■ WHAT THE TASK ASKS
Continue the blog post below about attending a first Lebanese wedding, starting after its final sentence.

■ EXCERPT TO READ

----

My experience at the Oscars.

I was talking to a friend of mine about an upcoming wedding she is attending, when I realized that I never wrote about my experience at my first Lebanese wedding..

The wedding was on a Sunday a few weeks ago, and up until Saturday afternoon, I was running around Beirut Souks trying to find a stupid dress..which, as I found out, is the worst place to look 1. when you’re on a budget 2.  when you are trying to find something that doesn’t have diamonds, a kaleidoscope of colors, ruffles, or any combination of the three..

I finally settled on a simple, strapless, knee length dress from Zara.. my rationale being “well, I guess I could wear this again,” and felt confident that I would be appropriately dressed for a wedding that was taking place in a chateaux in Jounieh ( a little misguided perhaps?)

..I had asked a few girls at work, and at the pre-wedding parties (what is it about that btw, you go out clubbing every night before your wedding?  no such thing as resting up for your wedding photos eh?) and they reassured me that a knee length dress was appropriate for a Lebanese wedding..

LIES I tell you, LIES!!

Anyway..

With my dress purchase out of the way, and ignoring all of the warnings about how extravagant and over-the-top Lebanese weddings are, I decided to spend the entire afternoon, up until an hour and a half before I had to leave for the wedding, hanging out poolside with friends (wheew that was a long sentence)..which, in retrospect, probably wasn’t such a good idea, as I hadn’t done any of the pre-wedding rituals (hair, nails, and makeup)..

I finished getting ready just in time for the arrival of the taxi, welllll not quite…I brought my nail polish along, at the embarrassment of my friend, who had to reassure the taxi driver that the awful smell wasn’t coming from his car, but rather from my nail polish (embarrassing!)..

When we arrived at the chateaux, and I looked to see what the other girls were wearing (cause as we all know, this is what girls do)..I quickly noticed that they were all in full length friggin’ GOWNS, had all had their hair and make up done..and looked as if they were going to the bloody Emmys, or the Oscars!!

“Oh boy,” I thought, “If this is any indication of what is to come, I’m wayyyy underdressed..” aaaand, with my botched nail polish job, and my poofy hair (stupid Beirut humidity), and my scuffed heels..all I could think about was how I wanted to go home and curl up in a ball!

As I sat there, soaking up the ceremony and the setting sun ( i couldn’t understand what was being said as it was all in Arabic), I noticed the people around me giving strange looks to each other..when I asked what it was about, my friend turned to me and said, that the priest had been going on and on about how “this is it, divorce isn’t acceptable, if a divorced woman comes to me and tells me she wants to get married, I tell her there is no hope for her..” and immediately, my thoughts drifted to my parents, and to the parents of many of my friends who are divorced..as I wondered what they would think about such a sermon at a wedding..

After the ceremony, I managed to get myself a drink and some nuts from the Sudanese nut vendor (yeahhh they even had a Sudanese nut vendor!) and posted up in the corner, to get a view of a “Lebanese wedding…” in all of its splendor.. The gowns, the hair, the make up, the calculated movements of the young Lebanese women, the pouting of the lips, the slight arch in the back, the looks over the shoulder..the decorations, the venue, the meticulous attention to every last detail..the breathtaking view from the mountain top..as over done as it was..it was really something..something out of a movie..

----

■ PROVIDED DATA

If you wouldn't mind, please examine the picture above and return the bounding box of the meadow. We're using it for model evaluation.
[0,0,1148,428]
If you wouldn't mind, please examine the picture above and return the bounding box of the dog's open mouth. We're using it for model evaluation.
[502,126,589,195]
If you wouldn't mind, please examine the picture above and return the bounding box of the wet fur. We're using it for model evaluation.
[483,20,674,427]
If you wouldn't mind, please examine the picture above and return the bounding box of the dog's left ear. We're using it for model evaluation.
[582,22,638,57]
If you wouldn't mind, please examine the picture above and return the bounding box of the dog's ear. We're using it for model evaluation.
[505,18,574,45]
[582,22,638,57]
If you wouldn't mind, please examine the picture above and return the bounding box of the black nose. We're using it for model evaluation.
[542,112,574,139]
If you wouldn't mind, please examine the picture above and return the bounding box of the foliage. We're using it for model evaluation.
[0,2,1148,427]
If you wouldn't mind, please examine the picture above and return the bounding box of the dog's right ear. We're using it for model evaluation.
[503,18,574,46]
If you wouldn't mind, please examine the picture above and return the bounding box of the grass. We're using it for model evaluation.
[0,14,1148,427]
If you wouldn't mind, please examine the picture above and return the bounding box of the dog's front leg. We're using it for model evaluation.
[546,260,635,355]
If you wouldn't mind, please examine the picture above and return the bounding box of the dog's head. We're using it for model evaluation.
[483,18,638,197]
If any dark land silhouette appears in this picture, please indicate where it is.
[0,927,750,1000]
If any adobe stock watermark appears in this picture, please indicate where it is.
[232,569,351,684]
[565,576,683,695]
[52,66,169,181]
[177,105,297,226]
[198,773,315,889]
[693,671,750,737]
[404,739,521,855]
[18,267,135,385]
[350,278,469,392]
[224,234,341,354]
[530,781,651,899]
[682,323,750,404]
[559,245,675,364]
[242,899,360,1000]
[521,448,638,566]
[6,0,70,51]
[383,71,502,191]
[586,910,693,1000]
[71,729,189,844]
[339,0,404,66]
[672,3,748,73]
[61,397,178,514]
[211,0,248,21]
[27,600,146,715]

----

■ TASK OUTPUT
As is to be expected, the food was superb..with dishes that spanned the globe..from sushi, to fajitas, from pasta to Lebanese mezze..and the desert,..the dessert!!..there was enough there to put any bakery out of business..but my favorite part had to be the dabkeh., which is the Lebanese traditional dance that seems to get everyone, even the most uptight of women, and the fattest of old men..to the dance floor..there must be something exhilarating about having your closest friends and family all dancing the dabkeh in your honor..

All in all, it was an definitely an experience..even if it was a little much for my taste..but yet another chapter in the fascinating story that is my Lebanese adventure..

8 Comments

Filed under life in Lebanon

8 responses to “My experience at the Oscars.

  1. I enjoyed reading this. Whenever I look at pictures of weddings from people abroad, I love the simplicity. The bride is in a simple white dress, and all the women’s dresses are also simple. I wish we could be more like that here. I enjoy the decorations and the details and the meticulousness, but I certainly hate the standards we put for the dresses. I do not enjoy being “too much” when it comes to dress and make up.

  2. Pingback: Foreign Girl Steps Into a Lebanese Wedding.. | The Beirut Spring, a Lebanese Blog

  3. Well they do not need to look rested on the wedding photos, cz with the amount of makeup that gets blotched on them, you will never know how they looked before, nor will their children recognize them in the photos.

  4. khawwta

    I really enjoyed reading this lovely post.. welcome to the wonderland/Lebanon🙂

  5. Interesting read…I have been at a “Lebanese wedding” just 2 weeks ago in Byblos…it was just right and that was the best part of it….nothing overdone, nothing missed…just perfect….nice to have that here every now and again

  6. First of all, I started reading your blog today and I love it!
    Second, Lebanese Weddings!!! AH agree with everything you said, I felt exactly the same way- in my knee length dress last week- at a wedding.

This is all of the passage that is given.